• WRITTEN TASK: Rewrite the lines below as a numbered list, starting with the line that contains "Does the image above contain any flock" and ending with the line that contains "[704, 429, 732, 447]", both included. Leave out any blank lines and all other lines.

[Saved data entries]
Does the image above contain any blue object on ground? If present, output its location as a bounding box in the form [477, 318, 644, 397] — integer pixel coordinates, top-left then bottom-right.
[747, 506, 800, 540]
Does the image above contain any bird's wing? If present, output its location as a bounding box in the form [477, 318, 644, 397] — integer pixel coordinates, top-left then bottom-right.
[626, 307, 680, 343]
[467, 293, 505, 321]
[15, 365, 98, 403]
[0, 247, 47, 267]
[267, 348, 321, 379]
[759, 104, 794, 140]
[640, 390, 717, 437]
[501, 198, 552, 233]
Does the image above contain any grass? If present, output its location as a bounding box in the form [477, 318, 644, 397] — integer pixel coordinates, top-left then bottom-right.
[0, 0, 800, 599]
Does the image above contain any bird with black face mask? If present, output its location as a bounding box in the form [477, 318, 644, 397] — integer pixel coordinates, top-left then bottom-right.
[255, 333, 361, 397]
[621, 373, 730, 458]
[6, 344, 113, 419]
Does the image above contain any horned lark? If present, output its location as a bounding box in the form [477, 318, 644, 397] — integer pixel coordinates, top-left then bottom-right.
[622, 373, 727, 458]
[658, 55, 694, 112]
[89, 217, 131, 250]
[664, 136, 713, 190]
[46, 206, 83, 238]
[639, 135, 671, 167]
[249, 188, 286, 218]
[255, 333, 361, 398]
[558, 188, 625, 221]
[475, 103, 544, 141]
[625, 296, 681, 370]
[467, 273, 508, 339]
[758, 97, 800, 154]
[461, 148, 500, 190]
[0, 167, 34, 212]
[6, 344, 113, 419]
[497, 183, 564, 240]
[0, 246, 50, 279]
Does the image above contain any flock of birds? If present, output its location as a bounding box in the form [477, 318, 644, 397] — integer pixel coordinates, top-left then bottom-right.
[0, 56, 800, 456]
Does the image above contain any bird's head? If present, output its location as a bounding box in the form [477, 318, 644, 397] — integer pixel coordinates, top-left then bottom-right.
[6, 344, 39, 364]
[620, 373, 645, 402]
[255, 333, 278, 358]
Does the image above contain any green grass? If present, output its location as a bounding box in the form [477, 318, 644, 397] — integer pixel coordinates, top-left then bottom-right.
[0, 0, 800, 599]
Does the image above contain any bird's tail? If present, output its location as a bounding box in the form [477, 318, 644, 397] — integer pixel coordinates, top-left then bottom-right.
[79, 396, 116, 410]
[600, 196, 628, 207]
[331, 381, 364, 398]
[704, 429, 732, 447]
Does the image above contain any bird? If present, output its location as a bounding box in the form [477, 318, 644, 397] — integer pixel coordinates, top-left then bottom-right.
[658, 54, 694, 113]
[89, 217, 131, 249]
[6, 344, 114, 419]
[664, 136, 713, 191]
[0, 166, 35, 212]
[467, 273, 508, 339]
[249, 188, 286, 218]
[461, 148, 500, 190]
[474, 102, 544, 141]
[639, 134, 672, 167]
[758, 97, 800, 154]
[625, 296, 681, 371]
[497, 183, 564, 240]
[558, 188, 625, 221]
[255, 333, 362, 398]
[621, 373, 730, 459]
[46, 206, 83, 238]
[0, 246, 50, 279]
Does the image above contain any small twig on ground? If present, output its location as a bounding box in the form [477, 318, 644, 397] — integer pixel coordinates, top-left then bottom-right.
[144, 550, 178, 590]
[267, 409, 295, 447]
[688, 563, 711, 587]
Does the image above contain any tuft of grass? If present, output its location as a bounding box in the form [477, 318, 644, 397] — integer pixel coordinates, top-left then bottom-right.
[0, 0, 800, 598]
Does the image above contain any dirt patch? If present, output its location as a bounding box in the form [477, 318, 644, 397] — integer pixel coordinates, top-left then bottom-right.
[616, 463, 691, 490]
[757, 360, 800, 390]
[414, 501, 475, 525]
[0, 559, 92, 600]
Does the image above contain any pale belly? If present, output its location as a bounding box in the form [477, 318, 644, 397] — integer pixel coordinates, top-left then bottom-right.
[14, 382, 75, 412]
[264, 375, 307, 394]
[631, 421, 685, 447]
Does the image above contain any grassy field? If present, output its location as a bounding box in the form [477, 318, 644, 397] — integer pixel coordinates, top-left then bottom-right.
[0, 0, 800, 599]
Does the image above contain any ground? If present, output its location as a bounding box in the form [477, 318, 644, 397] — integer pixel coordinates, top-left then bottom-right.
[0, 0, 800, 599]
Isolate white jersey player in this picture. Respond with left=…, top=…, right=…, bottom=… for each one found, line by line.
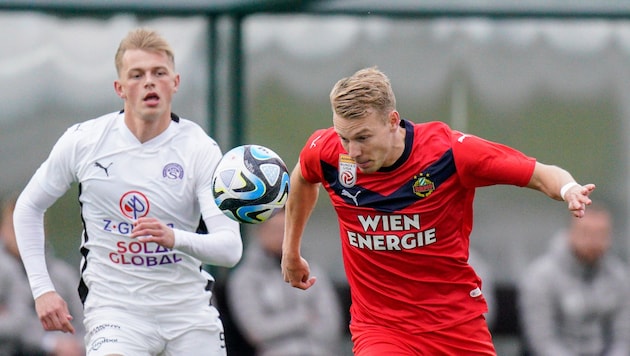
left=14, top=29, right=242, bottom=355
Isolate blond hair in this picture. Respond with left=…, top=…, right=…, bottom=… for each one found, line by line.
left=330, top=67, right=396, bottom=119
left=114, top=28, right=175, bottom=75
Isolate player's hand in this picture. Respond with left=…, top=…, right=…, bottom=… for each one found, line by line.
left=564, top=184, right=595, bottom=218
left=280, top=255, right=317, bottom=290
left=131, top=217, right=175, bottom=248
left=35, top=292, right=74, bottom=334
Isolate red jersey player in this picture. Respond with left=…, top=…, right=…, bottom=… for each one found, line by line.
left=282, top=68, right=595, bottom=356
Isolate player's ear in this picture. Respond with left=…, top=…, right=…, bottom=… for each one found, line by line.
left=173, top=73, right=179, bottom=93
left=387, top=110, right=400, bottom=130
left=114, top=80, right=127, bottom=99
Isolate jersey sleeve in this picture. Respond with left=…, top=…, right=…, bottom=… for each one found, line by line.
left=300, top=130, right=336, bottom=183
left=453, top=132, right=536, bottom=187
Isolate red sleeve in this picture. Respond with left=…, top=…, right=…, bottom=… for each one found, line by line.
left=453, top=133, right=536, bottom=187
left=300, top=129, right=338, bottom=183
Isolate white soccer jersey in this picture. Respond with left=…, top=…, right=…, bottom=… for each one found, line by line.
left=24, top=112, right=235, bottom=311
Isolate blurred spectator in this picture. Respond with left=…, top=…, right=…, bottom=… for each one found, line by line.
left=519, top=204, right=630, bottom=356
left=468, top=248, right=498, bottom=331
left=0, top=198, right=85, bottom=356
left=227, top=211, right=343, bottom=356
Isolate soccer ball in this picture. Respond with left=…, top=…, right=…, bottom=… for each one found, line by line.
left=212, top=145, right=289, bottom=224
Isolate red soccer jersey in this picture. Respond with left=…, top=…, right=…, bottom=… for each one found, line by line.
left=300, top=120, right=535, bottom=333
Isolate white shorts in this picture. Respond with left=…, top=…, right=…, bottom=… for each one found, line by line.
left=84, top=306, right=227, bottom=356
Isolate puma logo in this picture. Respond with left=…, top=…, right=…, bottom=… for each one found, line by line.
left=341, top=189, right=361, bottom=206
left=94, top=162, right=114, bottom=177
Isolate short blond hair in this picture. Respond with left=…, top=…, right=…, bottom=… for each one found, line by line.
left=330, top=67, right=396, bottom=119
left=114, top=28, right=175, bottom=75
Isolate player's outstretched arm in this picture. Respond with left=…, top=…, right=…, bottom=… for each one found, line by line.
left=281, top=162, right=319, bottom=289
left=527, top=162, right=595, bottom=218
left=35, top=291, right=75, bottom=334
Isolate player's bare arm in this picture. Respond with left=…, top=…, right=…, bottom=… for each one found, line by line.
left=131, top=217, right=175, bottom=248
left=35, top=291, right=75, bottom=334
left=281, top=162, right=319, bottom=289
left=527, top=162, right=595, bottom=218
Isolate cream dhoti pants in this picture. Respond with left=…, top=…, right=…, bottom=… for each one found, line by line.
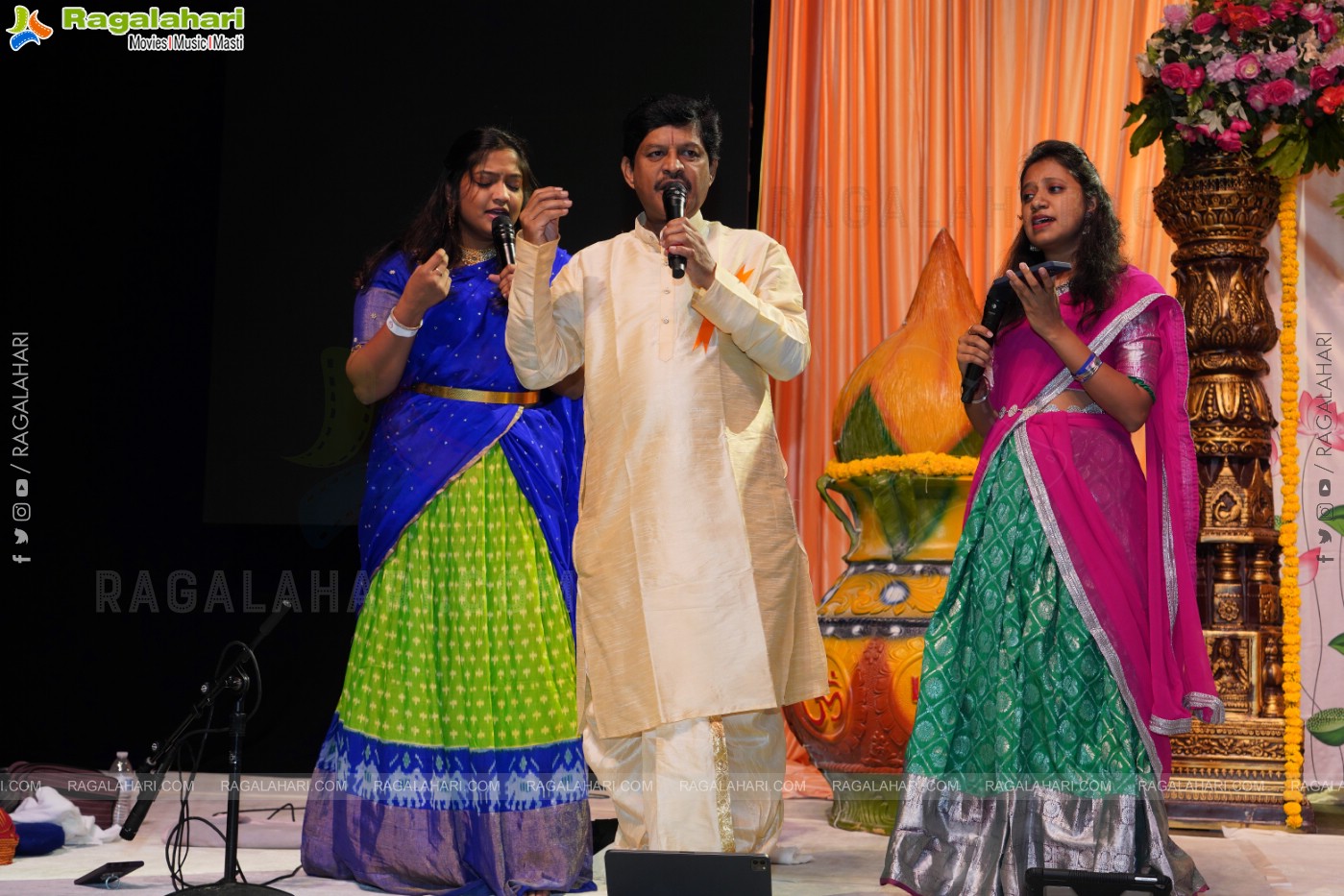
left=583, top=705, right=785, bottom=853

• RESPONSE BELOW:
1. Does the image above contain any flock of birds? If present, output its location as a bounding box in the form [477, 318, 644, 397] — integer pixel coordinates, top-left then bottom-right.
2. [0, 56, 800, 456]
3. Does the image above contain any bird's head? If present, output its location as a bounding box in the form [477, 318, 644, 397] — integer pixel coordinates, top-left then bottom-right.
4. [6, 344, 39, 364]
5. [620, 373, 645, 402]
6. [255, 333, 278, 358]
7. Does the image above contain any green grass? If present, output its location as a bounding box in the form [477, 318, 644, 397] — integer pixel coordinates, top-left then bottom-right.
8. [0, 0, 800, 599]
9. Does the image above contain any bird's tail? If present, output its location as a bounding box in the form [477, 318, 644, 397] — integer pixel coordinates, top-left then bottom-right.
10. [79, 396, 116, 410]
11. [600, 196, 628, 207]
12. [331, 381, 364, 398]
13. [704, 429, 732, 447]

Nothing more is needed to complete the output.